**EXERCISE BRIEF**
Wherever the string "rearview" shows up in the data below, copy the whole line.

----------

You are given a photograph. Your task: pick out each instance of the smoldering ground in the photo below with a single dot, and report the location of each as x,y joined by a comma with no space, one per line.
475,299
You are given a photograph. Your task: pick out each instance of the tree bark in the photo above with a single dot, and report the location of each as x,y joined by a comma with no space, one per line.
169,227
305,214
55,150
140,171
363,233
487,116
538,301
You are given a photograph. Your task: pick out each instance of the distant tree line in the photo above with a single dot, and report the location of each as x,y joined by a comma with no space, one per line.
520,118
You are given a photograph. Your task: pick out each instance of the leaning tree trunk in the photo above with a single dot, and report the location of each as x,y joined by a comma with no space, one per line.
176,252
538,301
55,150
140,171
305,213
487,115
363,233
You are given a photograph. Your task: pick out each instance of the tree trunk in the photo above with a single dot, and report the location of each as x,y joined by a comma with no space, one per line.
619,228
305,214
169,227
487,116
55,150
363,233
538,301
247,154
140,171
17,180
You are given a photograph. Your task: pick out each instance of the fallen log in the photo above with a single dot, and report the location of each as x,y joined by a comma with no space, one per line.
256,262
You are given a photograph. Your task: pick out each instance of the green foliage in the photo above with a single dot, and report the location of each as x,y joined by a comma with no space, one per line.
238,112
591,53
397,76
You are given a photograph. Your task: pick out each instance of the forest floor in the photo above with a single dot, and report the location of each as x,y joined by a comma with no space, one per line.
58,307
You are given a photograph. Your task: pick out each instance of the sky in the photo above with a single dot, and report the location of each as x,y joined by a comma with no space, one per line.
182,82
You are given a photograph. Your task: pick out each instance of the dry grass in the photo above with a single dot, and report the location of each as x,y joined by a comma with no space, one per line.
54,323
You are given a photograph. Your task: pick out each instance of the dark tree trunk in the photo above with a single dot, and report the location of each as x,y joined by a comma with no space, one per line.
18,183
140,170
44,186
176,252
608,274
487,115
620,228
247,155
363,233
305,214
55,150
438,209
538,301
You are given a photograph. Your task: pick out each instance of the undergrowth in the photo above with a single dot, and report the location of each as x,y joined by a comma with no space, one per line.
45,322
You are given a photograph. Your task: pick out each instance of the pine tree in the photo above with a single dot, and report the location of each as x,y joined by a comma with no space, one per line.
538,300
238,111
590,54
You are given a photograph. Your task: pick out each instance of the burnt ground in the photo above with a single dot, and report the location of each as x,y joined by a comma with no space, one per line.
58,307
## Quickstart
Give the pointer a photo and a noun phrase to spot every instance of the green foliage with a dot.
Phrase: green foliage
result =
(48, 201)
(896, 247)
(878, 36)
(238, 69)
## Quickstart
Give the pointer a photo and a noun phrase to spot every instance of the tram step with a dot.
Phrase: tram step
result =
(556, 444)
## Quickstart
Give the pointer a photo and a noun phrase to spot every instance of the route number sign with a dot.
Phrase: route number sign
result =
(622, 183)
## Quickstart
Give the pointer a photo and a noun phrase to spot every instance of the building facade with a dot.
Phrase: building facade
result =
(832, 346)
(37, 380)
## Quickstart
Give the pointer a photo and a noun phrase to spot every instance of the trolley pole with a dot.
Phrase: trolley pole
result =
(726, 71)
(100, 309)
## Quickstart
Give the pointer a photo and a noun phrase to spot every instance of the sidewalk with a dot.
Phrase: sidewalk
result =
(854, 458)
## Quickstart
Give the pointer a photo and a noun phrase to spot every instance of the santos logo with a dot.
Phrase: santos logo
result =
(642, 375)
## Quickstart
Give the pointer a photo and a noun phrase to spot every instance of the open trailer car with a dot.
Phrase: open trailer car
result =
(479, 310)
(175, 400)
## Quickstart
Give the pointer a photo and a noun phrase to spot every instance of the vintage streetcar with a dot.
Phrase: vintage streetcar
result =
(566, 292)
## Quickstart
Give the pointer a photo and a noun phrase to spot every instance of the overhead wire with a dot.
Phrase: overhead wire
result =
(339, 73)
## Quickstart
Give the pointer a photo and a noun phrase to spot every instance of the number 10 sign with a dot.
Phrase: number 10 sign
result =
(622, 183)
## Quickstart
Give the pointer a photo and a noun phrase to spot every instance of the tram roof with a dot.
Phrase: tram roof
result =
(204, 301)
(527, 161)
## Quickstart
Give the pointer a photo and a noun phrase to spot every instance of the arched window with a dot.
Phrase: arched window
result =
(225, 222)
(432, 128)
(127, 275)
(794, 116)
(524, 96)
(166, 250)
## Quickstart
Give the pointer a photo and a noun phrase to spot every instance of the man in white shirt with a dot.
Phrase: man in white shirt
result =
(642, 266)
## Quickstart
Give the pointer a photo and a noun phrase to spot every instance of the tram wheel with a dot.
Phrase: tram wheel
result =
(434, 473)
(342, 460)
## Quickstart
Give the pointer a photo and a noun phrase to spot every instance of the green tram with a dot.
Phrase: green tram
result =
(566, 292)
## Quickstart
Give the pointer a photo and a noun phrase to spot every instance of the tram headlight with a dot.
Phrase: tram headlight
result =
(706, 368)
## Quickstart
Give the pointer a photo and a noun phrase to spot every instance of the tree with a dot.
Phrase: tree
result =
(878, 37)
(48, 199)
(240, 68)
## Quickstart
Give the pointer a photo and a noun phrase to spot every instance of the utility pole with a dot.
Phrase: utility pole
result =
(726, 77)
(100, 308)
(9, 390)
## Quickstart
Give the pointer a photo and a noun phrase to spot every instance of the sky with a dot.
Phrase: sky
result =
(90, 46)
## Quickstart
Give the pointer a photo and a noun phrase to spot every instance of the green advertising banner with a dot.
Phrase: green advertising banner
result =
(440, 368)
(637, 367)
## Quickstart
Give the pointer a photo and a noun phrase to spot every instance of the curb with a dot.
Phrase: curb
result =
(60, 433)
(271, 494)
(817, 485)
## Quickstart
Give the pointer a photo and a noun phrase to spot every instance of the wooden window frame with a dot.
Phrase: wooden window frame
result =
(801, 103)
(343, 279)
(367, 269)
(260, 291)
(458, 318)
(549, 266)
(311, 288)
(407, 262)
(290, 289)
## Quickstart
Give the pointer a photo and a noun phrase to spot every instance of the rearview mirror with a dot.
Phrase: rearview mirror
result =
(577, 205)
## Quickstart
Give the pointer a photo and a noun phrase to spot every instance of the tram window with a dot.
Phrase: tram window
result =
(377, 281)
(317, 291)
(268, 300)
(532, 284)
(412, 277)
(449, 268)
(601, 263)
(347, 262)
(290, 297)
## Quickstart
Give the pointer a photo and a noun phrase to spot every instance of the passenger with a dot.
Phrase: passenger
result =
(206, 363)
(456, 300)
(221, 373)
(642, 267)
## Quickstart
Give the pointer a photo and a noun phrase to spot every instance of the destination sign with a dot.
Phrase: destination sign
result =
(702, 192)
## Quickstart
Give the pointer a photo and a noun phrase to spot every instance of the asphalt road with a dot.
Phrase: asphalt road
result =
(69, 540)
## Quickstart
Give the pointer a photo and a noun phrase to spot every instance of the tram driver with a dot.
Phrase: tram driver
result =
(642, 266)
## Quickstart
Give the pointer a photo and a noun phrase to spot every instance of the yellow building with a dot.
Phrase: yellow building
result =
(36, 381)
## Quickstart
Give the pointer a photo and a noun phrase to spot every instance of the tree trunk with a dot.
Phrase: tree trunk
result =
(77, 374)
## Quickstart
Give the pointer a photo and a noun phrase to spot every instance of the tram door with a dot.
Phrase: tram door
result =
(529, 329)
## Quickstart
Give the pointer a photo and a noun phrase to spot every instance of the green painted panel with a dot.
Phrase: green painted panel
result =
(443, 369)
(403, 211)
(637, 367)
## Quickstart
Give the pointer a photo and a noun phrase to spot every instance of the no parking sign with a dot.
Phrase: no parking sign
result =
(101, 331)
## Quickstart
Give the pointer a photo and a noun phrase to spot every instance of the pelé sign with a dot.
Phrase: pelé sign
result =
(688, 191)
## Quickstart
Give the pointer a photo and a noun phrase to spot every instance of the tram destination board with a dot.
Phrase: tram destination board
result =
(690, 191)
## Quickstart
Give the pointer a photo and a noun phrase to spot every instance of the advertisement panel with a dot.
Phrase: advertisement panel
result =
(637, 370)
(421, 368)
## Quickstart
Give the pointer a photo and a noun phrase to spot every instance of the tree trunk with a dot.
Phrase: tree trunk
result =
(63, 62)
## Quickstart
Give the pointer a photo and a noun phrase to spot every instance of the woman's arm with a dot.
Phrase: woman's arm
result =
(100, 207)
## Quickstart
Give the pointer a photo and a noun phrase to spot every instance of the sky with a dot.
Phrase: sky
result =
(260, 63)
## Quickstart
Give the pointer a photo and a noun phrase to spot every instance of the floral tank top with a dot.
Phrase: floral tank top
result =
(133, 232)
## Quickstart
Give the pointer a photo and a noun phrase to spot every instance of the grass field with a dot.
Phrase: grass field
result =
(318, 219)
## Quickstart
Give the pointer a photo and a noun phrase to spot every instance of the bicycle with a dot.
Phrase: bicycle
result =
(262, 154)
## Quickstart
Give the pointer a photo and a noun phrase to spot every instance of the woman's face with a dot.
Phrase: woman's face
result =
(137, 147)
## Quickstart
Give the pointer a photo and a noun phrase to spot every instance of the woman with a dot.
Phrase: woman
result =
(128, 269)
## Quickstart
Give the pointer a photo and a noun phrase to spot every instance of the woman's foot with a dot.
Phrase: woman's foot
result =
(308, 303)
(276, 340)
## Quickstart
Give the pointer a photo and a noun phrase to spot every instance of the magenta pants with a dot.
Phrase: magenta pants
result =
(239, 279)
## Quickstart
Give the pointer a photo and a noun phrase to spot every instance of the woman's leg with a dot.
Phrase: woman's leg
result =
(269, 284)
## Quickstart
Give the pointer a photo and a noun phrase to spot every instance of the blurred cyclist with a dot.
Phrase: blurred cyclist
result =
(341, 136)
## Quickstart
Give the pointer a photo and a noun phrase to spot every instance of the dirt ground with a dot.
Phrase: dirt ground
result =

----------

**YOUR SOLUTION**
Give the pointer a photo and a noun phrase to spot every instance of the rearview mirror with a dot.
Phrase: rearview mirror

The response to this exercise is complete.